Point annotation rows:
-------------------------
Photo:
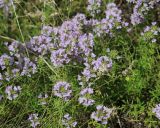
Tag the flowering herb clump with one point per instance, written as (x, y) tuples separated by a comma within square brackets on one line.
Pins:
[(68, 122), (43, 98), (94, 7), (62, 90), (12, 92), (33, 118), (85, 95), (102, 114)]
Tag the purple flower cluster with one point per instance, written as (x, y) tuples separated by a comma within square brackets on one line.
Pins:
[(68, 122), (40, 44), (85, 95), (5, 4), (33, 118), (112, 20), (62, 90), (102, 64), (156, 111), (94, 7), (151, 32), (102, 114), (43, 98), (12, 92), (140, 10)]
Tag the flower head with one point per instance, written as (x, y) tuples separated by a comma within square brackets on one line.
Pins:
[(62, 90), (85, 95), (12, 92), (33, 118), (68, 122)]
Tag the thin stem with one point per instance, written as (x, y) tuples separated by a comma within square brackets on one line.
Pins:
[(19, 27)]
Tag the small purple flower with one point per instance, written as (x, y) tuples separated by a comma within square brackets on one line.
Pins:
[(12, 92), (102, 114), (33, 118), (59, 57), (94, 7), (1, 97), (156, 111), (62, 90), (68, 122), (85, 95), (102, 64), (43, 98), (40, 44)]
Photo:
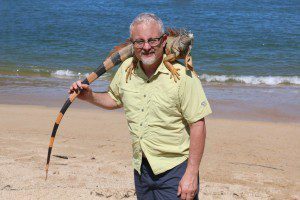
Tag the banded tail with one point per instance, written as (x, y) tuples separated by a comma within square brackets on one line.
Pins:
[(117, 56)]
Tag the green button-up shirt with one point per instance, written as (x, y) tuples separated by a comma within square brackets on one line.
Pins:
[(159, 112)]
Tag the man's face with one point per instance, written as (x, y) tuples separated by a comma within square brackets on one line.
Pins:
[(147, 54)]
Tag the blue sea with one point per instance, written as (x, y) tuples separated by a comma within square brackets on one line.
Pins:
[(246, 52)]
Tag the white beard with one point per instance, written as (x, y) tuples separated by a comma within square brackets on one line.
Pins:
[(148, 61)]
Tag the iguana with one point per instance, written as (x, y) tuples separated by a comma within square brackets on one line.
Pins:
[(179, 43)]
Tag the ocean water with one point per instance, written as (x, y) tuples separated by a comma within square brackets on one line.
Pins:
[(253, 45)]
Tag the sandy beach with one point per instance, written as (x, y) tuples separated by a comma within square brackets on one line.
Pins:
[(243, 159)]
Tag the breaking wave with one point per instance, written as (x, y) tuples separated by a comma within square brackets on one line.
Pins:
[(252, 80)]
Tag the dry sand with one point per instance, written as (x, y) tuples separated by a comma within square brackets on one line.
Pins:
[(243, 159)]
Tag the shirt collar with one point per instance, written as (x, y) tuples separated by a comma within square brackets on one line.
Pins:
[(161, 68)]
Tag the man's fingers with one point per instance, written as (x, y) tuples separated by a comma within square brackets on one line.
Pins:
[(179, 190), (189, 196), (183, 196)]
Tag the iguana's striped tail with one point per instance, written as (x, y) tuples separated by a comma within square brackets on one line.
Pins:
[(116, 57)]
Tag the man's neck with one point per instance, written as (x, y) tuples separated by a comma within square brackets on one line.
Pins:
[(150, 69)]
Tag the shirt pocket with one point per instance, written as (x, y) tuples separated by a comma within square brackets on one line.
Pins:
[(131, 99)]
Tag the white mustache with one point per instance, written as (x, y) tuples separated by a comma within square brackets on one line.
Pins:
[(147, 52)]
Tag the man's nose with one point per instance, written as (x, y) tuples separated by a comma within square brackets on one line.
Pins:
[(146, 46)]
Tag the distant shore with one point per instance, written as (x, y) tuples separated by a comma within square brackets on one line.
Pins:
[(243, 159)]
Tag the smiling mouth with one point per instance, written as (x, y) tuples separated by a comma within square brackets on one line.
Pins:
[(147, 54)]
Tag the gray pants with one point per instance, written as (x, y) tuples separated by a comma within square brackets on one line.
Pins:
[(159, 187)]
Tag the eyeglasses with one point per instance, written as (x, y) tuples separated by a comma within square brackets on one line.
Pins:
[(153, 42)]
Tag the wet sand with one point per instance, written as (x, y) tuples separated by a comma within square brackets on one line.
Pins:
[(243, 159)]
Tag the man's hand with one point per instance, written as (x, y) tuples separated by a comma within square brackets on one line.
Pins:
[(188, 186), (86, 92)]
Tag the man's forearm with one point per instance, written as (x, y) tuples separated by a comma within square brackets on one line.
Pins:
[(103, 100), (197, 143)]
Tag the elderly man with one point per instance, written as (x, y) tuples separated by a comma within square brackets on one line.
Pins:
[(165, 119)]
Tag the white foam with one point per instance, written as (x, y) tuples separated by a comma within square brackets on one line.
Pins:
[(64, 73), (253, 80)]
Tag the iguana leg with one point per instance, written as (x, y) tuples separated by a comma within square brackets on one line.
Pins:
[(189, 63), (170, 58)]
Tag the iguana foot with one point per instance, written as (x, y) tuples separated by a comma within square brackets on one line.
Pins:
[(173, 70)]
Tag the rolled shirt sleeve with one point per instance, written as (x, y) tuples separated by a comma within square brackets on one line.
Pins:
[(114, 87), (193, 103)]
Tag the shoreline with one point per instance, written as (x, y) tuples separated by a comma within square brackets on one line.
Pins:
[(222, 108), (242, 159)]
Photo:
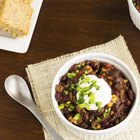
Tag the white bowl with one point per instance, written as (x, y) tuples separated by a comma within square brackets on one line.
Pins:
[(135, 15), (96, 134)]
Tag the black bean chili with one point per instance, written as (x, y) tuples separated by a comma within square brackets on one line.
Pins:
[(108, 116), (137, 4)]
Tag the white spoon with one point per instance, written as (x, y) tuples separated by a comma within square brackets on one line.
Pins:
[(17, 88)]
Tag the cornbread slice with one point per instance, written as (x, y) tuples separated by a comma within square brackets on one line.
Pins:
[(28, 1), (15, 16)]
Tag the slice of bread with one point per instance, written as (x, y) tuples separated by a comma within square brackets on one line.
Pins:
[(15, 16), (28, 1)]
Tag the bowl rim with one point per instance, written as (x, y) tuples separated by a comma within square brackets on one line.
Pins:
[(132, 5), (109, 57)]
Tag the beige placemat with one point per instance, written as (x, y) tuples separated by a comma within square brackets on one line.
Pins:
[(41, 76)]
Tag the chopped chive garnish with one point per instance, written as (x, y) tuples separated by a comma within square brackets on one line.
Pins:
[(86, 72), (91, 98), (68, 102), (71, 107), (109, 109), (66, 92), (98, 119), (61, 106), (72, 86), (94, 128), (77, 116), (80, 101), (105, 114), (79, 65), (97, 87), (71, 75), (81, 106), (87, 106), (77, 71), (99, 105)]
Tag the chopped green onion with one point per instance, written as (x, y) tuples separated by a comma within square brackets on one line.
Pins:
[(72, 86), (91, 98), (93, 81), (61, 106), (79, 65), (97, 87), (71, 75), (99, 105), (86, 72), (81, 106), (68, 102), (79, 89), (71, 107), (98, 119), (86, 89), (77, 116), (105, 114), (87, 106), (80, 101), (66, 92), (94, 127), (109, 109), (77, 71), (83, 64)]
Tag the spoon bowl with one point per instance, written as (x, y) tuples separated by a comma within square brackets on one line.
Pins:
[(17, 88)]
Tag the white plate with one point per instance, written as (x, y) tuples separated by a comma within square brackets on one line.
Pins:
[(21, 45)]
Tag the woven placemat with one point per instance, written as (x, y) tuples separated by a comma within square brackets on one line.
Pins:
[(41, 76)]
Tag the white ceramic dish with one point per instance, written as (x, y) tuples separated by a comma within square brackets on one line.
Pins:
[(96, 134), (135, 15), (21, 45)]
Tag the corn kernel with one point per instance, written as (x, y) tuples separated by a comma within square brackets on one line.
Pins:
[(114, 98), (110, 104)]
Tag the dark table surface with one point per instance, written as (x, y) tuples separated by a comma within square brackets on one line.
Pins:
[(63, 26)]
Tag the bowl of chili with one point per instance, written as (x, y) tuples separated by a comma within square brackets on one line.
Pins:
[(95, 95), (134, 9)]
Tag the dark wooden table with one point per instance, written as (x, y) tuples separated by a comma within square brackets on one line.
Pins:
[(63, 26)]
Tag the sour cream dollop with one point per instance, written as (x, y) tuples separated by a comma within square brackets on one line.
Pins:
[(95, 92)]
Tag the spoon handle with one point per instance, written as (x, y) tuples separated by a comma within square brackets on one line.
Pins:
[(49, 129)]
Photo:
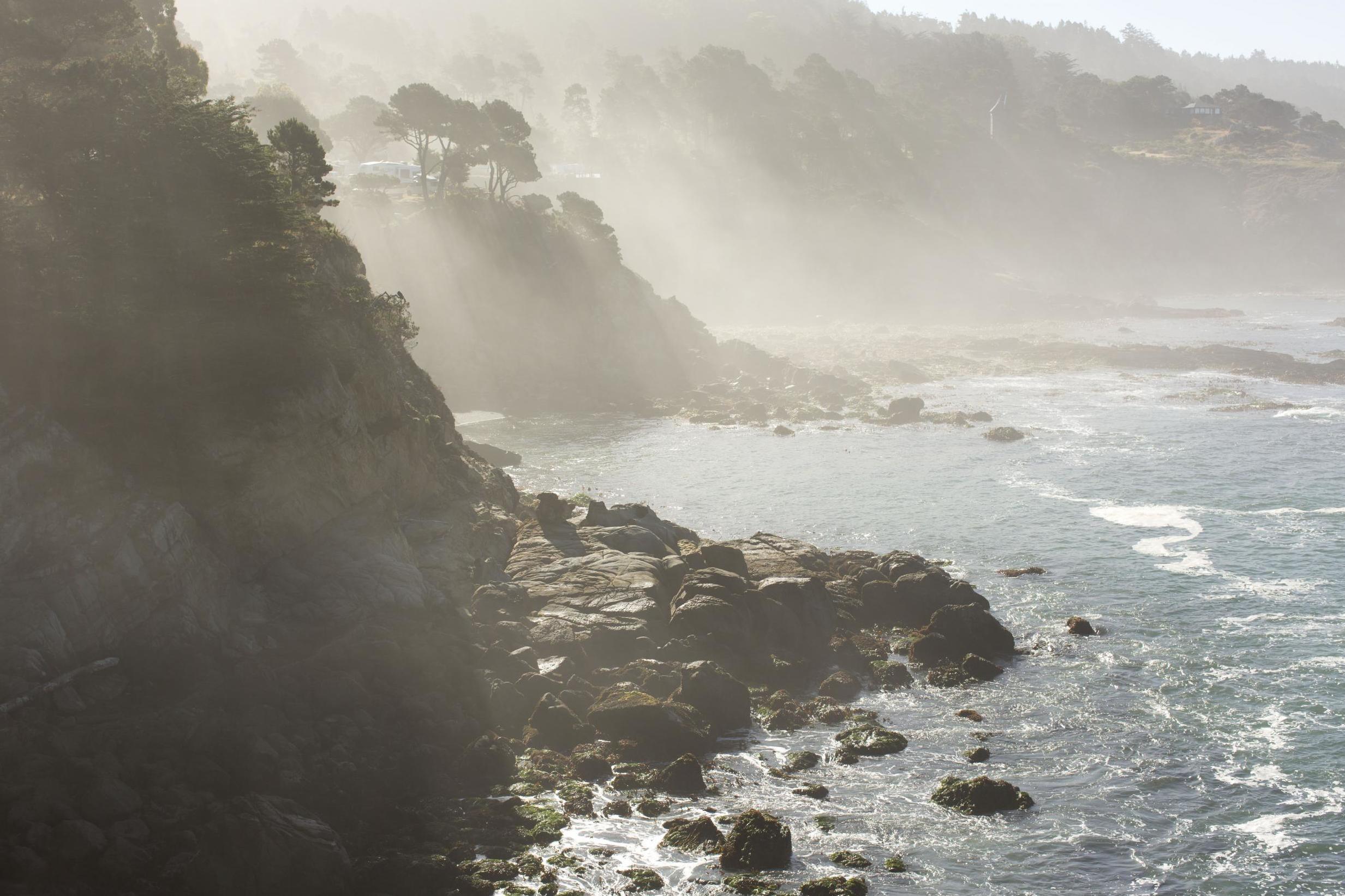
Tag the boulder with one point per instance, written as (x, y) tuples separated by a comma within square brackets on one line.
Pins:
[(841, 685), (835, 887), (889, 675), (871, 741), (554, 726), (719, 696), (693, 834), (979, 796), (261, 845), (682, 777), (906, 410), (758, 841), (970, 629), (1080, 627), (662, 729), (1005, 434)]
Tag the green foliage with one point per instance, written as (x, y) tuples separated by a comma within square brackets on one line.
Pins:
[(302, 163)]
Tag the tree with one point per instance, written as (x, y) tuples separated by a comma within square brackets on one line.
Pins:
[(509, 155), (302, 163), (417, 116), (357, 127)]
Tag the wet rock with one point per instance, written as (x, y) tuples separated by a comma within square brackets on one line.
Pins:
[(1080, 627), (834, 887), (957, 630), (758, 841), (618, 809), (662, 729), (871, 741), (682, 777), (979, 668), (693, 834), (494, 456), (591, 762), (552, 509), (800, 761), (642, 880), (260, 844), (979, 796), (906, 410), (1014, 574), (750, 886), (719, 696), (553, 726), (891, 676), (849, 859), (841, 685)]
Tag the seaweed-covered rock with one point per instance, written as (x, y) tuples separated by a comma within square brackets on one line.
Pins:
[(840, 685), (750, 886), (891, 676), (719, 696), (662, 729), (800, 761), (835, 887), (1080, 627), (693, 834), (979, 796), (642, 880), (813, 792), (682, 775), (849, 859), (871, 741), (979, 668), (758, 841)]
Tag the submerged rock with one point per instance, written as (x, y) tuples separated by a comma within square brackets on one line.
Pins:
[(1005, 434), (841, 685), (871, 741), (693, 834), (1080, 627), (979, 796), (849, 859), (756, 843), (1014, 574)]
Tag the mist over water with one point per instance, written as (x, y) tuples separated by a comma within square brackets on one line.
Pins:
[(1196, 747)]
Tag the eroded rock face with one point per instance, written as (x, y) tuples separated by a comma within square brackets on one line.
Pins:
[(979, 796), (756, 843)]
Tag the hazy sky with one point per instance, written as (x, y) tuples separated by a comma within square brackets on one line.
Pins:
[(1286, 30)]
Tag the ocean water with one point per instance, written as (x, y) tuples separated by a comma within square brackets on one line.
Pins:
[(1196, 747)]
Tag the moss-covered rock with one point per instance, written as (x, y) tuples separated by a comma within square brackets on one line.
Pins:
[(800, 761), (835, 887), (642, 880), (871, 741), (891, 676), (979, 796), (693, 834), (758, 841), (849, 859)]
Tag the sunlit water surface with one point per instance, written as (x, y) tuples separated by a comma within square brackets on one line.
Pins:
[(1198, 747)]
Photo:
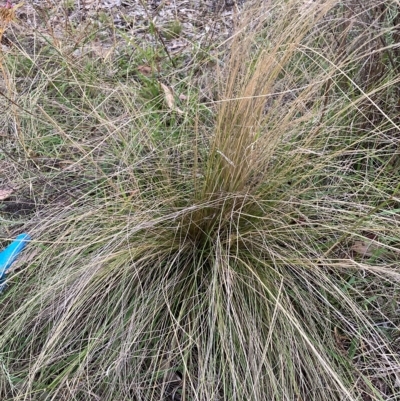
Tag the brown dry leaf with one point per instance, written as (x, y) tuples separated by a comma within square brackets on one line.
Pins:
[(145, 69), (363, 248), (5, 193), (169, 98)]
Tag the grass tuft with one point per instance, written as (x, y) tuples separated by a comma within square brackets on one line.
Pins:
[(241, 249)]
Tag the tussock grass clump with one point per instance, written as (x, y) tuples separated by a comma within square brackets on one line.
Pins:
[(250, 255)]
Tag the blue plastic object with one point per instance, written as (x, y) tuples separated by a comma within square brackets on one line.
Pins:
[(8, 256)]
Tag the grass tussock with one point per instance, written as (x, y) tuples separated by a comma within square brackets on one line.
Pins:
[(241, 249)]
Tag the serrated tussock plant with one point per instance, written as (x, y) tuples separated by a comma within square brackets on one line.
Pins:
[(254, 258)]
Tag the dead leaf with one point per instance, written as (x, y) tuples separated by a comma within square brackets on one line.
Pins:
[(5, 193), (363, 248), (169, 98)]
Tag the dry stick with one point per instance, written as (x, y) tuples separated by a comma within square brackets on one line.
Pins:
[(158, 34)]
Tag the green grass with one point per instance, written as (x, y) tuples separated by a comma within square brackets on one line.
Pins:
[(240, 248)]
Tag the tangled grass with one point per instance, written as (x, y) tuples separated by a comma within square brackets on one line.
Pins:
[(247, 249)]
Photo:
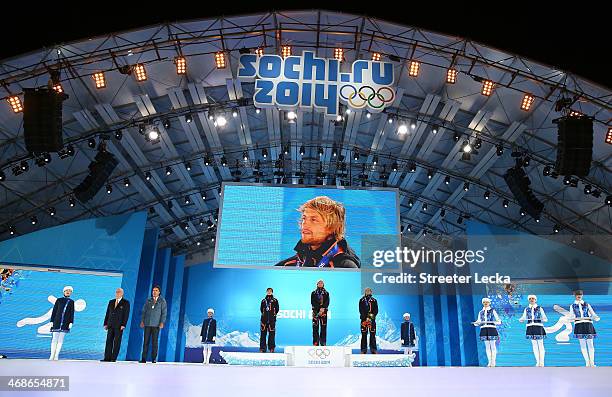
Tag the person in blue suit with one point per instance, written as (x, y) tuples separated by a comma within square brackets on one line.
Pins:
[(208, 334)]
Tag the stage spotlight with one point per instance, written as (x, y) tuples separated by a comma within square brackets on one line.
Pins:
[(487, 88), (286, 51), (220, 60), (527, 102), (339, 54), (181, 65), (413, 70), (15, 103), (451, 76), (141, 72), (99, 80), (220, 121)]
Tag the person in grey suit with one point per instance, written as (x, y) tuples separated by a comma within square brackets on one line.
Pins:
[(152, 320)]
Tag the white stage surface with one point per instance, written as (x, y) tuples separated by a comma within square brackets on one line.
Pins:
[(93, 379)]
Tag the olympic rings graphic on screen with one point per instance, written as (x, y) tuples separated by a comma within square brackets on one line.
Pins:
[(320, 353), (374, 98)]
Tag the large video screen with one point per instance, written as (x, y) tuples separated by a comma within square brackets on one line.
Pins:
[(27, 296), (288, 227)]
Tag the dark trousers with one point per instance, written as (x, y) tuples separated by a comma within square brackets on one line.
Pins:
[(319, 339), (365, 330), (151, 333), (268, 329), (113, 343)]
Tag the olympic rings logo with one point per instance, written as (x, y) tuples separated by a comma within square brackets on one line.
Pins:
[(367, 95), (319, 353)]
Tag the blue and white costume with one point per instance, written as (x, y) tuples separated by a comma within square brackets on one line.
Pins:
[(535, 317), (488, 320), (583, 315)]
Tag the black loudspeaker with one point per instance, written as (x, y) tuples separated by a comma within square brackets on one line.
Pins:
[(574, 145), (519, 182), (42, 120), (100, 170)]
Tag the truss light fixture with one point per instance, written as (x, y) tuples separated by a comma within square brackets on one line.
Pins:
[(286, 51), (451, 76), (181, 65), (141, 72), (487, 88), (15, 103), (413, 70), (339, 54), (99, 80), (220, 60), (527, 102)]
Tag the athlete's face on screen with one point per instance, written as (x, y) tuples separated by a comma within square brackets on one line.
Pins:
-------------------------
The problem: Format the rows as a numbered list with blank lines omitted, starting at the line that contains "Tag the eyeglasses" and ending after the line that contains "[(165, 119)]".

Response to this task:
1. Tag the eyeglasses with one point per instance, written as (x, y) tuples separated by a comma within square brackets on one line.
2. Pins:
3. [(153, 42)]
4. Tag the wet sand with one point per instance, written as (x, y) tuples separated by a comma within square brackets on one line.
5. Pins:
6. [(243, 159)]
7. Tag the man's hand with one point per instance, written as (x, y) tuples separated by a comma within square brackets on one line.
8. Pins:
9. [(188, 186), (86, 92)]
10. Tag the man's forearm with one point per instance, written as (x, y) tuples separated by a comma within square brackets on one line.
11. Pins:
12. [(103, 100), (197, 143)]
13. Tag the elderly man with one point per instance, written as (x, y) tuples separated by a comma within square brackets on one line.
14. Pins:
15. [(165, 119)]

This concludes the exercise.